=== TEXT FOR ANALYSIS ===

It was not a “square deal.” And right there I saw one instance of its demoralizing tendency. In the room where I was at work a young boy was dressing himself. He looked up at a coat and hat which hung by the door, and asked me, with an innocent look:
“Whose hat is that?”
“I don’t know.”
“Do you think it’s a tramp’s?”
“I don’t know, but I wouldn’t take it if I were you.”
After a moment’s thought he said:
“I’ve got a job this morning if I can get there, but I can’t stay here for two hours and get it.”
In a few minutes I noticed that the boy and hat were both gone. I suppose he thought it a fair exchange since he had been compelled to leave his own in the office, and who will say it was not?
The floors were filthy, the beds rotten. The blankets were stiff and the sheets ragged; they were both contaminated with all the filth of diseased and unwashed men. I don’t believe the blankets had been changed for years or the sheets for weeks.

=== RECORD SET ===

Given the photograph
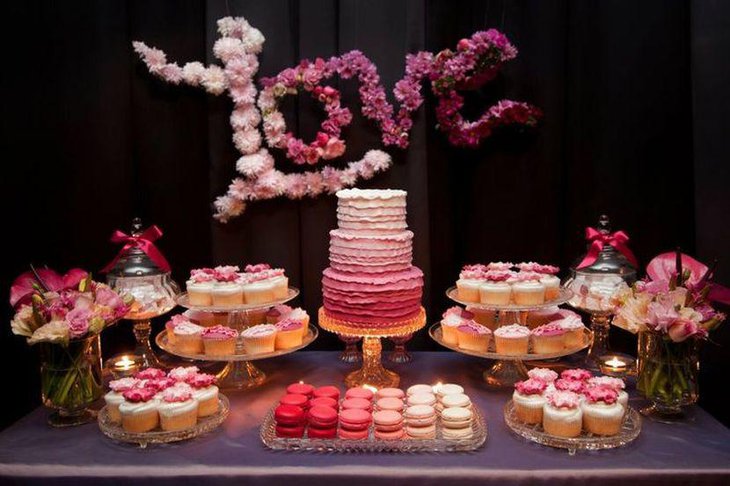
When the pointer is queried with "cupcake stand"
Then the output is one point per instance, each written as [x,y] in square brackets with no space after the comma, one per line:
[240,373]
[509,369]
[372,372]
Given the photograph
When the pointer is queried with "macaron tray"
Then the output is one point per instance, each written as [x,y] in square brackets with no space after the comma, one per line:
[422,418]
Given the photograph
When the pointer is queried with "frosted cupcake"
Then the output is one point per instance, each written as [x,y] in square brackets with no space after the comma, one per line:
[205,392]
[529,401]
[512,340]
[115,397]
[219,340]
[473,337]
[562,415]
[470,279]
[139,410]
[288,334]
[177,408]
[616,384]
[548,338]
[259,339]
[200,286]
[187,338]
[602,414]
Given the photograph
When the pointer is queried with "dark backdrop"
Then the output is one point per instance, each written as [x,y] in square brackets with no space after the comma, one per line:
[635,99]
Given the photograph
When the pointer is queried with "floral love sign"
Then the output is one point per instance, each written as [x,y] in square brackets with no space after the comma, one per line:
[476,61]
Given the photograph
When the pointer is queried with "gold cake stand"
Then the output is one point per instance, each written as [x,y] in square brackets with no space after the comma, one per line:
[372,372]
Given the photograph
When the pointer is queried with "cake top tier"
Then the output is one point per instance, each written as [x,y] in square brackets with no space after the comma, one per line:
[370,193]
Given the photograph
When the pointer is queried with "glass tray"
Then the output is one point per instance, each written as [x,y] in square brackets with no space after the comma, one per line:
[204,425]
[435,333]
[630,430]
[240,355]
[439,444]
[565,296]
[182,300]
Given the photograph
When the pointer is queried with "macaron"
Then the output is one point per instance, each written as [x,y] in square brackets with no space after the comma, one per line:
[390,403]
[298,400]
[289,415]
[359,392]
[359,403]
[327,391]
[324,402]
[300,389]
[390,393]
[322,417]
[412,390]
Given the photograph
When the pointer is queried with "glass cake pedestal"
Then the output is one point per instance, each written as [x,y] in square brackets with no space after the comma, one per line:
[509,369]
[372,373]
[240,373]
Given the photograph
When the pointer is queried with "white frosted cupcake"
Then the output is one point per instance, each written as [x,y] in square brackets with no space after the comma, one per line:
[115,397]
[512,340]
[177,408]
[602,414]
[529,400]
[562,415]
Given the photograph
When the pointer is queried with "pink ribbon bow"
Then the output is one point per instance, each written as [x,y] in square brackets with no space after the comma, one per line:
[617,239]
[144,241]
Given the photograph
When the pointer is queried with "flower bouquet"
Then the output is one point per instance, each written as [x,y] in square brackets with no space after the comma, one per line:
[64,315]
[671,311]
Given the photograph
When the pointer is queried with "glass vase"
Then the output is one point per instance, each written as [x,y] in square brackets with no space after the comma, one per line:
[667,374]
[71,380]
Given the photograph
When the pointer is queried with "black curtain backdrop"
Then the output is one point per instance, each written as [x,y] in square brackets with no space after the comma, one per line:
[634,94]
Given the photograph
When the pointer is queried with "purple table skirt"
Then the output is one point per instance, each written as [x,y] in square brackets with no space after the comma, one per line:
[697,452]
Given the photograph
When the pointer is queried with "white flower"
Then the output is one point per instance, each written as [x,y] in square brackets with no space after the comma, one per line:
[214,80]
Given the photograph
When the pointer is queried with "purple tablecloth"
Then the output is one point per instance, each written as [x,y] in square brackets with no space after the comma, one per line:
[697,452]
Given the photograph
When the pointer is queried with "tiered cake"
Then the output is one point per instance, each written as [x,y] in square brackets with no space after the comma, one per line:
[371,279]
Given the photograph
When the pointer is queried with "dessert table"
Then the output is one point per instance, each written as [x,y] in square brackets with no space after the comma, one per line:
[696,452]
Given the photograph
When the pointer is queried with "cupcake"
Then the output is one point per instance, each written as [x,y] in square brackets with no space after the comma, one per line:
[473,337]
[512,340]
[288,334]
[259,339]
[277,313]
[204,392]
[115,397]
[528,292]
[602,414]
[187,338]
[200,286]
[552,286]
[139,410]
[562,415]
[219,340]
[548,338]
[177,408]
[573,326]
[529,401]
[617,384]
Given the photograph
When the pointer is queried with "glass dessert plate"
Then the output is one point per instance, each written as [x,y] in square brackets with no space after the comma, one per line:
[204,425]
[371,444]
[630,429]
[564,296]
[182,300]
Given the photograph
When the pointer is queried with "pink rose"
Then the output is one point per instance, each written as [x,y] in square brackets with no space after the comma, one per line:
[78,322]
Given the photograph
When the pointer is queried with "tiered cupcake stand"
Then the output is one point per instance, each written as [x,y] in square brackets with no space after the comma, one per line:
[508,369]
[240,373]
[372,372]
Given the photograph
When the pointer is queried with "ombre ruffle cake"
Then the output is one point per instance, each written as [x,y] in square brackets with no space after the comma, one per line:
[371,278]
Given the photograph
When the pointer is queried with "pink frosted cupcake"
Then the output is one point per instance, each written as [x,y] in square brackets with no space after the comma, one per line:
[219,340]
[512,340]
[529,401]
[562,415]
[473,337]
[548,338]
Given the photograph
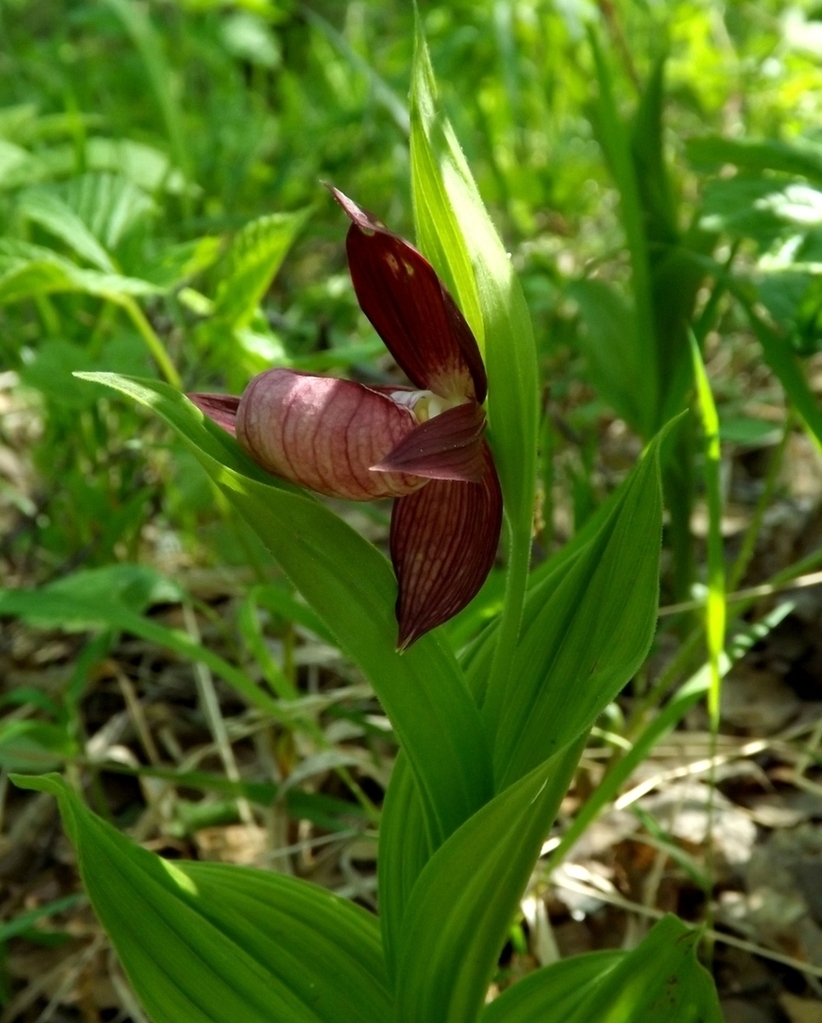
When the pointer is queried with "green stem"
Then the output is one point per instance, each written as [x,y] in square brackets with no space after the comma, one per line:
[752,532]
[154,345]
[515,584]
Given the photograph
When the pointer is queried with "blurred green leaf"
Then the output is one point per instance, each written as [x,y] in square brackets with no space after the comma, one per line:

===

> **REQUIRED ACTION 1**:
In the account of the boy and the hat, how long did the boy say he could not stay there?
> **REQUIRED ACTION 2**:
List the things whose condition the final paragraph of the account of the boy and the hat describes, each with the words used for it.
> **REQUIRED ACTION 3**:
Please write a few more sentences continuing the account of the boy and the hat from its last sentence.

> **RESPONSE BOX 1**:
Two hours.

> **RESPONSE BOX 2**:
- Floors: filthy
- Beds: rotten
- Blankets: stiff, and contaminated with all the filth of diseased and unwashed men
- Sheets: ragged, and contaminated with all the filth of diseased and unwashed men

> **RESPONSE BOX 3**:
It seemed to be the custom of the superintendent of this place to keep up a show of cleanliness by making the men and boys do the scrubbing for nothing. When a bed is to be looked at by a “charitably inclined” visitor, clean pillow slips and sheets are put on, but they are for exhibition purposes only. As for the beds that are actually in use, they are well worth the immediate attention of the Kansas City health authorities.